§ Текст для изучения:
"""

Начинается операция по спасению Владимира. В ней активное участие принимают две Тани – Иваненко и Лукьянова. Они знают, что надо делать, я этого не знаю. Оказывается, надо дать еще выпить, до «нормы», и тогда можно будет поручить его врачам. Едем ко мне, заезжая по дороге в «Елисей» за водкой. Дома организовываем ужин с отличной закуской, которая его совершенно не интересует. Только водка.

Среди ночи просыпаюсь от какого-то шевеления с мелодичным тихим звоном. В белесом утреннем свете по кухне бродит Владимир и проверяет пустые бутылки, в основном молочные, чего он уже не понимает, на предмет нахождения «чего-нибудь». Мои экстремистские мозги прямо расплавились: какая тоска была в этой сцене, какое одиночество!

Утром отвезли его в «Соловьевку», клинику где-то в районе Шаболовки.

Дней через пять поехал его навестить. Вышел – бледноватый, но поразительно веселый! В руках – исписанные листочки.

– Слушай, тут такие типари, такие истории!

"""

§ Описание задания: Перепишите отрывок из рассказа о спасении Владимира, начиная со слов «Начинается операция по» и продолжая до слов «в районе Шаболовки.» включительно. Вместо «бутылки» поставьте «банки».

(Сохранённые записи)
"""

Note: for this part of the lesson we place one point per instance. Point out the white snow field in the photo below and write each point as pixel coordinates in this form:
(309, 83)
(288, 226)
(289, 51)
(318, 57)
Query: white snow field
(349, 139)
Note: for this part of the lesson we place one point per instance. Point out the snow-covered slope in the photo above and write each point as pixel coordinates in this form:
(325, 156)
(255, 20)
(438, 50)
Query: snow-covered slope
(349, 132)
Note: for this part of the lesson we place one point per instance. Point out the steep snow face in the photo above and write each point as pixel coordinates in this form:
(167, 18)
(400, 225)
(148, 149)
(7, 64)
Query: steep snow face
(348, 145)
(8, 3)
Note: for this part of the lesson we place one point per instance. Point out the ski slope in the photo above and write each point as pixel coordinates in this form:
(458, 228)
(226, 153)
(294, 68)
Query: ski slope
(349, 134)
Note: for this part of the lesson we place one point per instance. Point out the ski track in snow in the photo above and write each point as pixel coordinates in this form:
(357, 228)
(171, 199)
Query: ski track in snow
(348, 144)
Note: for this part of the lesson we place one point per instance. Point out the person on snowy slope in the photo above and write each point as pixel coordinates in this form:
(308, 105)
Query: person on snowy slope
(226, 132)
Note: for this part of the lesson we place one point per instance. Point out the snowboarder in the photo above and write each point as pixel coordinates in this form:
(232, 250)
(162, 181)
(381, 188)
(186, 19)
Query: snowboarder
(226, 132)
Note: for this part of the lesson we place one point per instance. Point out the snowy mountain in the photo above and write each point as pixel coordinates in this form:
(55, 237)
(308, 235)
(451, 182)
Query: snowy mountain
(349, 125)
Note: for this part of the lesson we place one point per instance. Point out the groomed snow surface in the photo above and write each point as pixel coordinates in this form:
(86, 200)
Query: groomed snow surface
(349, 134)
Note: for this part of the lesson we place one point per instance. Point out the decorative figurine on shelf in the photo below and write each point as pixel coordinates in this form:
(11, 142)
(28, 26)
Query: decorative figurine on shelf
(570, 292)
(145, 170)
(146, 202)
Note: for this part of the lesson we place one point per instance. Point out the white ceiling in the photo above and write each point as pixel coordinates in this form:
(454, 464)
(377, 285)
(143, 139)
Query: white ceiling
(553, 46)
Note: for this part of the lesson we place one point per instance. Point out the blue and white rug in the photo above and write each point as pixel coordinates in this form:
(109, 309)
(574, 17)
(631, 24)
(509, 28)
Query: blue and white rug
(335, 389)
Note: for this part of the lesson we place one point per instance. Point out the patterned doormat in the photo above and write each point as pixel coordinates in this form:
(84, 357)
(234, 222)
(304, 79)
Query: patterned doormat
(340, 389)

"""
"""

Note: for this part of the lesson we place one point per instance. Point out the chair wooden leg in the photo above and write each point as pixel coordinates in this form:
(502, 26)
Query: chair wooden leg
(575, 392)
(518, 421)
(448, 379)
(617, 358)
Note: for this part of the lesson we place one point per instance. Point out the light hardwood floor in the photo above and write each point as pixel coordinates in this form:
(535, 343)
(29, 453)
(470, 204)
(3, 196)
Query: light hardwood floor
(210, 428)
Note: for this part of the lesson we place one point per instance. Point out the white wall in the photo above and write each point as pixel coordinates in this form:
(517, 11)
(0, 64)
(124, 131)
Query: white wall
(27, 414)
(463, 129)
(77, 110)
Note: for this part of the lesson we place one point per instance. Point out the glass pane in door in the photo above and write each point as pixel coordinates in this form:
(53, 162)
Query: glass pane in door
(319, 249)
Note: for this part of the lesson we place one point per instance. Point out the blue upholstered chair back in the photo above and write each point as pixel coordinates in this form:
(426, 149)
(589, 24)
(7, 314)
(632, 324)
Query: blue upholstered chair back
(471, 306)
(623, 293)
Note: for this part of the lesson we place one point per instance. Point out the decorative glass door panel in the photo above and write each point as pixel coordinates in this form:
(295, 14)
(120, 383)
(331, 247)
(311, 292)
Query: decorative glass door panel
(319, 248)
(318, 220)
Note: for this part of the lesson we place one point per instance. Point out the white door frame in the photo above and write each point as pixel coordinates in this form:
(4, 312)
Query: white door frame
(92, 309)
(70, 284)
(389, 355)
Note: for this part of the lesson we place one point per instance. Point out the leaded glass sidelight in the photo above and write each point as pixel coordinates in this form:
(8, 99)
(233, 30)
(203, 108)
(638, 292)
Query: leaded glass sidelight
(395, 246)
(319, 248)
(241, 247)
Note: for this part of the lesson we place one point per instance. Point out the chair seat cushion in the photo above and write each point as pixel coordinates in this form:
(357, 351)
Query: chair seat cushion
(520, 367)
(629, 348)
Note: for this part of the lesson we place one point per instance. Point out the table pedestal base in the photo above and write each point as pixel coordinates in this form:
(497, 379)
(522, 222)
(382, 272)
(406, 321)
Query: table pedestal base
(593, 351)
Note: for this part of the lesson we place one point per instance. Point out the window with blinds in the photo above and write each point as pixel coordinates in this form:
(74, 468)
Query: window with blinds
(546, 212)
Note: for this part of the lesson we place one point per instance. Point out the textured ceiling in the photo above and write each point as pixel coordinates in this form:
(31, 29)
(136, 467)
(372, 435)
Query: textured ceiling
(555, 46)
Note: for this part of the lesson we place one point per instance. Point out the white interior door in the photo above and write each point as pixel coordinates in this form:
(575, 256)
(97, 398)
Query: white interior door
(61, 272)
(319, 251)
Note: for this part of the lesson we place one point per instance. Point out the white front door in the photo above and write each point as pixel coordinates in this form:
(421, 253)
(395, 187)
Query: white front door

"""
"""

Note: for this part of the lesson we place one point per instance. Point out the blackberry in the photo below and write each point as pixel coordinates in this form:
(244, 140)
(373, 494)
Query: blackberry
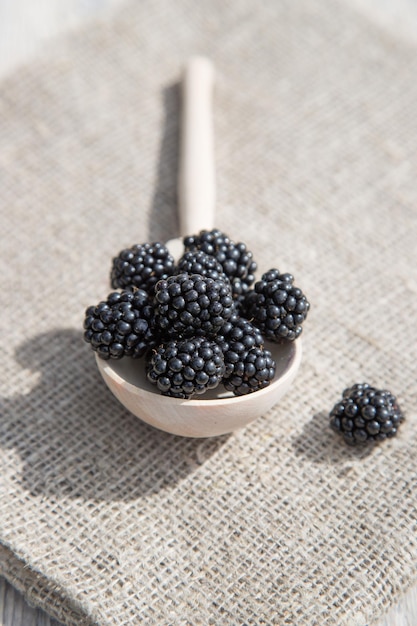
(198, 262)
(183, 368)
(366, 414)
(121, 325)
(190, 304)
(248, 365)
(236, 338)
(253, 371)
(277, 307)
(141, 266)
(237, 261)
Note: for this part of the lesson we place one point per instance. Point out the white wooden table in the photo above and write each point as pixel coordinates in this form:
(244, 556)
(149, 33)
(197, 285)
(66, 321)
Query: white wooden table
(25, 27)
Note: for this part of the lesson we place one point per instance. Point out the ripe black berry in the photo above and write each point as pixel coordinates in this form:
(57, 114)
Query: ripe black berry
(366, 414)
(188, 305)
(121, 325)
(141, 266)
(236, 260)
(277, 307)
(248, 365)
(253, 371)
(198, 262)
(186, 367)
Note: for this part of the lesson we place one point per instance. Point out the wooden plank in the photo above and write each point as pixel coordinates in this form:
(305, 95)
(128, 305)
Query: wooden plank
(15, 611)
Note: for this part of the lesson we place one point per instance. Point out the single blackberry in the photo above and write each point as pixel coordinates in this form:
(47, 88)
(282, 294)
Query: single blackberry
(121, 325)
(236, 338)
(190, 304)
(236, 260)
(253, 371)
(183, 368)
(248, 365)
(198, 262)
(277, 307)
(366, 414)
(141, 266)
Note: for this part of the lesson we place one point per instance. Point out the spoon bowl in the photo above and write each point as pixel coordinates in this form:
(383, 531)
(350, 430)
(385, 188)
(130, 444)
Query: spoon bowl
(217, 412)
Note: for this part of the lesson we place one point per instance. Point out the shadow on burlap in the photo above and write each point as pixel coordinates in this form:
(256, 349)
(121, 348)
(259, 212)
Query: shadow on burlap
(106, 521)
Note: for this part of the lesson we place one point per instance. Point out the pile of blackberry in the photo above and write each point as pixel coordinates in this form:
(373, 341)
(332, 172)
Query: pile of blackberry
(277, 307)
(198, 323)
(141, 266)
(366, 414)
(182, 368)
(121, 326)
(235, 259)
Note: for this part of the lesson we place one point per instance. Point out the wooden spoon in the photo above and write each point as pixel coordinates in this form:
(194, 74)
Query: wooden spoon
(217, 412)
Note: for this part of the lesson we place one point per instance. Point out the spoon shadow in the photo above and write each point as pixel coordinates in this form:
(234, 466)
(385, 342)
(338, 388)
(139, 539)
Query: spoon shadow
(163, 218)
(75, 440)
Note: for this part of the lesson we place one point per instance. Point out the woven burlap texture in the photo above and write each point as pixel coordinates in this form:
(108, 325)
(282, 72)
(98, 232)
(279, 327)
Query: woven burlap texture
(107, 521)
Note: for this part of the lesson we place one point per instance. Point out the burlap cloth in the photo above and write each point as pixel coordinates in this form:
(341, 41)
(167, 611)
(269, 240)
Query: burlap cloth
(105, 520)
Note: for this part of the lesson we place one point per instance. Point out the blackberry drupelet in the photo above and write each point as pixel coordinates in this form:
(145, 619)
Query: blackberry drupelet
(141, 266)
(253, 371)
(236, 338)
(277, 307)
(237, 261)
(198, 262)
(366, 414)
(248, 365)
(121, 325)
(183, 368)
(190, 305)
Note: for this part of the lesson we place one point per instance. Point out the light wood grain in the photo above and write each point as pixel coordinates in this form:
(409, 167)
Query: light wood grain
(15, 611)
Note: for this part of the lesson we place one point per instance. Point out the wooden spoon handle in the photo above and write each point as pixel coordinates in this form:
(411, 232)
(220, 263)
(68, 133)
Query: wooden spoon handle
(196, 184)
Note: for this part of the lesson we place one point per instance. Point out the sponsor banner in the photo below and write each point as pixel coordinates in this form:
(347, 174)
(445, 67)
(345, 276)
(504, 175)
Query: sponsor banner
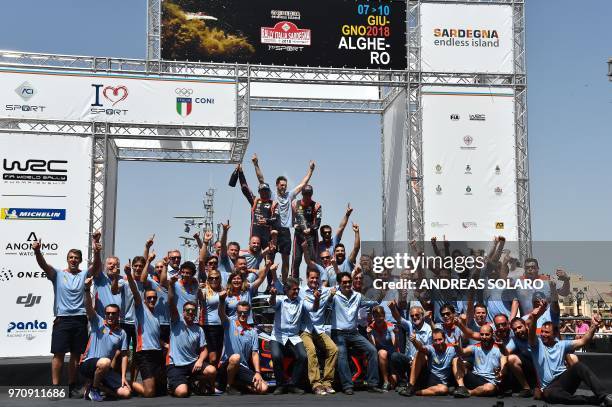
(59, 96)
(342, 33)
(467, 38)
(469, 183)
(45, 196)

"""

§ Выполненное задание:
Начинается операция по спасению Владимира. В ней активное участие принимают две Тани – Иваненко и Лукьянова. Они знают, что надо делать, я этого не знаю. Оказывается, надо дать еще выпить, до «нормы», и тогда можно будет поручить его врачам. Едем ко мне, заезжая по дороге в «Елисей» за водкой. Дома организовываем ужин с отличной закуской, которая его совершенно не интересует. Только водка.

Среди ночи просыпаюсь от какого-то шевеления с мелодичным тихим звоном. В белесом утреннем свете по кухне бродит Владимир и проверяет пустые банки, в основном молочные, чего он уже не понимает, на предмет нахождения «чего-нибудь». Мои экстремистские мозги прямо расплавились: какая тоска была в этой сцене, какое одиночество!

Утром отвезли его в «Соловьевку», клинику где-то в районе Шаболовки.